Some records
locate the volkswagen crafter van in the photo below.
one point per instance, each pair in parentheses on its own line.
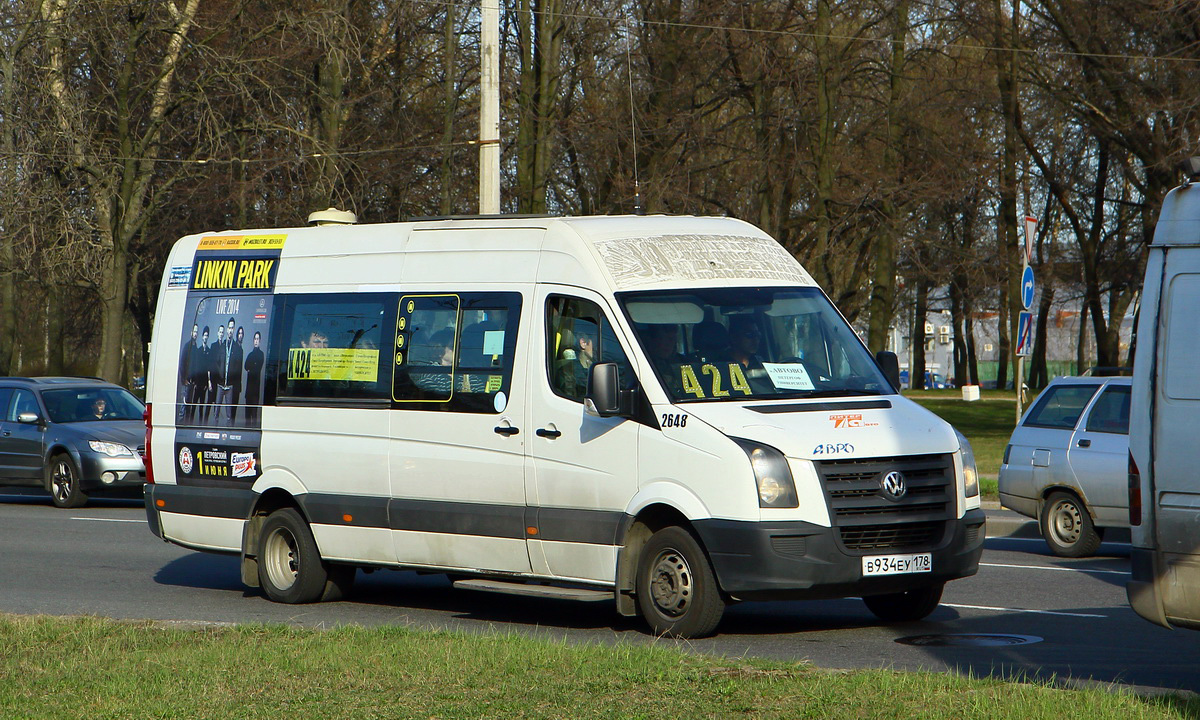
(663,411)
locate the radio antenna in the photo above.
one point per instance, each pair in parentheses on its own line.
(633,120)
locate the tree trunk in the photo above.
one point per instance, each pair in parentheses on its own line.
(917,339)
(825,144)
(885,279)
(449,107)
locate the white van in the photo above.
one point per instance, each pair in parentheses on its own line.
(1164,490)
(663,411)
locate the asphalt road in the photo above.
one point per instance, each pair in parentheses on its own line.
(102,561)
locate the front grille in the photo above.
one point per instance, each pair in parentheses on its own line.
(869,520)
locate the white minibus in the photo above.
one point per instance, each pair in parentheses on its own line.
(663,411)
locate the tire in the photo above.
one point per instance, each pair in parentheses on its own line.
(1067,526)
(65,483)
(906,606)
(677,592)
(289,565)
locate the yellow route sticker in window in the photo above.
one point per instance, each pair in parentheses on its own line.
(360,365)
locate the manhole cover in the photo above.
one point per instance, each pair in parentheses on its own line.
(975,640)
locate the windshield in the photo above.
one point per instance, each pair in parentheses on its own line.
(90,405)
(750,343)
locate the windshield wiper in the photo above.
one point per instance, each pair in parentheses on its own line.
(840,393)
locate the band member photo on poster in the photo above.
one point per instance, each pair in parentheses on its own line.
(221,361)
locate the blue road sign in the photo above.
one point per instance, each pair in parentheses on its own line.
(1027,287)
(1025,334)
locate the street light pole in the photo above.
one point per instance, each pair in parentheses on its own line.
(490,109)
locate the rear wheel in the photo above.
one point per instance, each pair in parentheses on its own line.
(1067,526)
(289,565)
(906,606)
(66,489)
(677,591)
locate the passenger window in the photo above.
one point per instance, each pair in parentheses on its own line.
(23,401)
(577,336)
(1111,411)
(454,352)
(1061,406)
(331,347)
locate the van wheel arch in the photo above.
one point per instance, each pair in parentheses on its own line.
(637,532)
(269,502)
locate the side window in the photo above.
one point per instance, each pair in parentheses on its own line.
(23,401)
(577,336)
(331,346)
(454,352)
(1061,406)
(1111,411)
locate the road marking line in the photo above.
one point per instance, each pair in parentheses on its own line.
(1069,615)
(1051,568)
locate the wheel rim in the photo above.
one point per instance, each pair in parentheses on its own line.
(671,583)
(1066,522)
(63,479)
(281,558)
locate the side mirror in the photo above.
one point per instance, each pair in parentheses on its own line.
(889,364)
(604,390)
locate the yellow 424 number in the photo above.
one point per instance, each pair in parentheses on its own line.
(693,387)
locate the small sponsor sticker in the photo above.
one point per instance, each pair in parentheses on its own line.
(185,460)
(850,420)
(833,449)
(180,276)
(243,465)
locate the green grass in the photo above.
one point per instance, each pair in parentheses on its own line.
(987,423)
(85,667)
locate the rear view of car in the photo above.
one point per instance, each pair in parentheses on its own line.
(1066,463)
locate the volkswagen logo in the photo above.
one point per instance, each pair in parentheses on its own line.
(893,485)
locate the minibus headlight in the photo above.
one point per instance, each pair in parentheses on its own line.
(772,474)
(970,474)
(109,449)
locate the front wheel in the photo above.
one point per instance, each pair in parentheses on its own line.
(289,565)
(677,591)
(906,606)
(66,485)
(1067,527)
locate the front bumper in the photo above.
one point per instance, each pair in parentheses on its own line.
(101,471)
(785,561)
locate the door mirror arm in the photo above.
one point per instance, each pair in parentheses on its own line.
(605,399)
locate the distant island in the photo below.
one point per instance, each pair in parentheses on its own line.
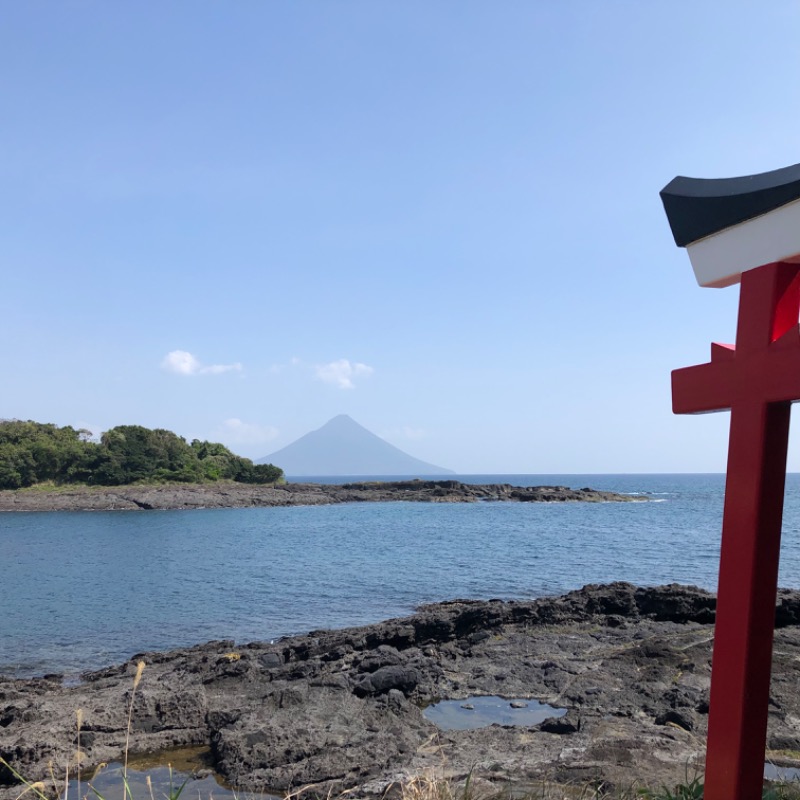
(343,447)
(35,453)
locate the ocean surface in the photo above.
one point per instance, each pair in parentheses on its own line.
(83,590)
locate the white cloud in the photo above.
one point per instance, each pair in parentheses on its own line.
(234,431)
(182,363)
(341,373)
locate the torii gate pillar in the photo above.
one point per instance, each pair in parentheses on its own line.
(745,230)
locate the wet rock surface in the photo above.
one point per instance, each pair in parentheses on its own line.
(343,709)
(237,495)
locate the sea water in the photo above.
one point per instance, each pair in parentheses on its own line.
(83,590)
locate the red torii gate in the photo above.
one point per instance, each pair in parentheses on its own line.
(745,230)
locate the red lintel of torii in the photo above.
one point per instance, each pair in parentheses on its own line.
(757,379)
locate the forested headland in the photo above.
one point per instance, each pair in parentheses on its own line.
(33,453)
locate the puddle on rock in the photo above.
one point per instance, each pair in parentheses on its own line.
(187,762)
(773,772)
(485,710)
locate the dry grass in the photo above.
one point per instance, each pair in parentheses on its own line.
(427,787)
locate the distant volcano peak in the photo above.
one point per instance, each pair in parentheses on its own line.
(343,447)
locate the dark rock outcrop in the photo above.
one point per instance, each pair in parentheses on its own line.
(344,709)
(238,495)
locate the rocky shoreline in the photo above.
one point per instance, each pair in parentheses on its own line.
(238,495)
(344,709)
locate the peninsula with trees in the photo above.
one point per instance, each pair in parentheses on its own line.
(47,468)
(34,453)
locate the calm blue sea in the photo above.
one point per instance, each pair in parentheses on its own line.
(83,590)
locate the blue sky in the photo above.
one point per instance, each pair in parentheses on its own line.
(237,220)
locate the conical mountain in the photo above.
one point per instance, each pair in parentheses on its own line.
(343,447)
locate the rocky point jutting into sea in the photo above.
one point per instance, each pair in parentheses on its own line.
(236,495)
(344,709)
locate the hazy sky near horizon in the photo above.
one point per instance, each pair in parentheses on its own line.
(238,220)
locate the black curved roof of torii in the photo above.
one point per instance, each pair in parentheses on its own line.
(698,207)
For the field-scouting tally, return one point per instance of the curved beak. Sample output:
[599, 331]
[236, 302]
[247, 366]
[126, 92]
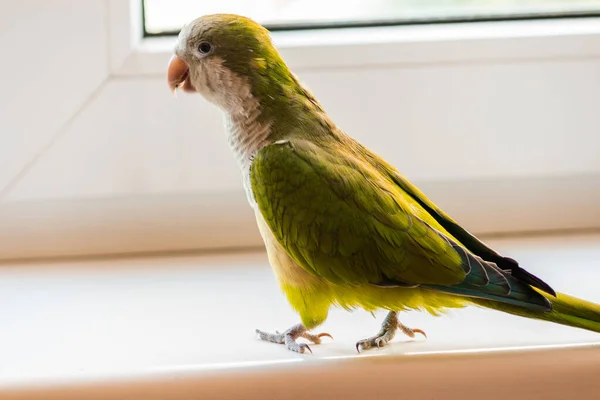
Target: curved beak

**Exercise requirements**
From the line containing "locate the rocky point" to the end of the data above, give those lines again verbatim, with both endpoints included and no images.

**Response for this exercise**
locate the rocky point jutting into sea in the photo above.
one point per instance, each pair in parentheses on its own line.
(236,495)
(344,709)
locate the hazy sky near horizon in the photo above.
one point per instance, each pair in parentheses on its own line.
(238,220)
locate the black curved roof of torii in the photo above.
one point per instance, each pair in parentheses on its own line.
(698,207)
For the field-scouting tally, return one point per instance of the curved beak. Sample output:
[599, 331]
[236, 302]
[247, 366]
[126, 92]
Target: curved beak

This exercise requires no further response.